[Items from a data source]
·····
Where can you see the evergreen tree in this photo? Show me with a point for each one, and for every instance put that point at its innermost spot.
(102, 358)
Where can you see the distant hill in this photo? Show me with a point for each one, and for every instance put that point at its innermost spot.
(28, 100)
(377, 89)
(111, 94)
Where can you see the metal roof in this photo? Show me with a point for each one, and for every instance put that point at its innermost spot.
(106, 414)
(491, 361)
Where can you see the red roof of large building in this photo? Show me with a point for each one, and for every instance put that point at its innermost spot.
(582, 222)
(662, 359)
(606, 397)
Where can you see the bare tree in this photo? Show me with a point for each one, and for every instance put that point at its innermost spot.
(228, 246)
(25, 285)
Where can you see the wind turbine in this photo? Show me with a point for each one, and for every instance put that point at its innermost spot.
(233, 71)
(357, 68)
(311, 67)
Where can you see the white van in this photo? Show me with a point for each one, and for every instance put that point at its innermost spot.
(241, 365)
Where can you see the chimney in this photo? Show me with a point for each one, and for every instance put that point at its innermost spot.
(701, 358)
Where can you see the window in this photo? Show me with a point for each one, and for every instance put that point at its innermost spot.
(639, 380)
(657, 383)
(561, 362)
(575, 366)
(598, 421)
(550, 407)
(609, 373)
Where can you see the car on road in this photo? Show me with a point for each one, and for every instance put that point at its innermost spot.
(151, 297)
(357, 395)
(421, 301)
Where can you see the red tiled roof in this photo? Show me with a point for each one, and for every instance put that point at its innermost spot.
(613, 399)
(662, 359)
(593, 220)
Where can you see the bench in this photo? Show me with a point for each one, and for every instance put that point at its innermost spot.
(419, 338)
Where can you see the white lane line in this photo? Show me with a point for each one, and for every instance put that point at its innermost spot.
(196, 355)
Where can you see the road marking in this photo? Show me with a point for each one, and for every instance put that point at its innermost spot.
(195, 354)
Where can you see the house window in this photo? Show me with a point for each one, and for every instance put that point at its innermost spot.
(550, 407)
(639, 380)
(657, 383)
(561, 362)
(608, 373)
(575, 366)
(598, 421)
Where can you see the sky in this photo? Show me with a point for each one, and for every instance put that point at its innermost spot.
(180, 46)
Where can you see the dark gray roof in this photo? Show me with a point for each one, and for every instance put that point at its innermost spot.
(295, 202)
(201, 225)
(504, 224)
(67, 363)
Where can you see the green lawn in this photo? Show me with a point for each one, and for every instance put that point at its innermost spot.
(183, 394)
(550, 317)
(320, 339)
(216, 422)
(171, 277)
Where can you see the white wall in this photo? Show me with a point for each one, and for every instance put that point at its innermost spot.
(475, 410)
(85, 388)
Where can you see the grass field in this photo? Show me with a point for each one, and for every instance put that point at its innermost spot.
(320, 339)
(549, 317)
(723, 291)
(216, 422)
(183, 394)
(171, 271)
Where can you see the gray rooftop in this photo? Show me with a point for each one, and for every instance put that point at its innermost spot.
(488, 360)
·····
What you will do: Nothing in the records should change when you repeat them all.

Solution to the exercise:
Where can you see the evergreen tree in this photo? Show me with a point for each one, and for every instance put that point at its innermost spot.
(102, 358)
Where can you see the distant hill in this photo? Show me with a point for each one, and for every instance put that point at its innermost spot.
(28, 100)
(377, 89)
(111, 94)
Where can you see the metal roof in this photo? Show me with a point for each one, and for every instance put that point at its innermost spot.
(106, 414)
(491, 361)
Where can you see the red roof of large building in this photo? Show me with a point for each one, and for every instance put that point at its innermost spot.
(582, 222)
(662, 359)
(606, 397)
Where can you see the bare tree in this photo? Show me with a point for each one, and for every instance put that point at its innermost spot.
(228, 246)
(25, 285)
Where can you see the wind turbine in this photo? Show me with a point for each one, and for every instance put that point at its innermost spot.
(233, 71)
(357, 68)
(311, 67)
Where can you see the white van in this photo? Show me with a point for each one, and for every instance put that point at its innermost spot.
(241, 365)
Where can you see the chimney in this photo? Show me with a point for each one, and for every instance put that point at its innermost spot.
(701, 358)
Where can you see the window in this photo? Show me with a point for each one, and for every instance put that point at its innermost spot.
(639, 380)
(657, 383)
(561, 362)
(575, 366)
(598, 421)
(550, 407)
(609, 373)
Where can you see the car on road in this photo? Show me with a point for each one, and for every instance put that point at its innermost spot.
(151, 297)
(357, 395)
(421, 301)
Where can you see the red tiled roof in this photo? Show me with a point for each one, and for every instance put that point at its innermost spot.
(613, 399)
(662, 359)
(593, 220)
Where can you see the bench in this photo? Show me with a point for each one, and for every instance put that point at its innermost spot.
(419, 338)
Where can you see the white lane line in this photo? Show me with a point for each one, and for every instance put that point at its innermost spot.
(196, 355)
Where can you see the road marking in this photo? Show me with a point for each one, and for every instance put that point at its innermost spot.
(195, 354)
Where can you see the house window in this photo? Show me with a point for each one, and for every instance put that point at its innermost spot.
(550, 407)
(639, 380)
(657, 383)
(561, 362)
(608, 373)
(575, 366)
(598, 421)
Where can you see the sky in this photo? Show me with a point for each one, and for every instance put that point at its innermost spot.
(180, 46)
Where can you see the dark gray roof in this photo? Show me with a point for each one, and for every instance put that point at its innermost spot.
(295, 202)
(201, 225)
(504, 224)
(67, 363)
Where can you see the green lawn in this photo? Show me with a point for each one, and for every instance put that point at its innermost spot.
(183, 394)
(550, 317)
(320, 339)
(216, 422)
(171, 277)
Where can you see the white wall in this photo? Show me with a point for each one, and for every instance put that point at its innermost spot.
(475, 410)
(85, 388)
Where can you see the grass field in this photo? Show me with a point for each one, and for every instance put that point at its innermost spot.
(320, 339)
(549, 317)
(723, 291)
(216, 422)
(183, 394)
(171, 271)
Where can you see the gray rooftop in this photo? Show me with a point for each one, and for every instance put that point at its innermost spot.
(488, 360)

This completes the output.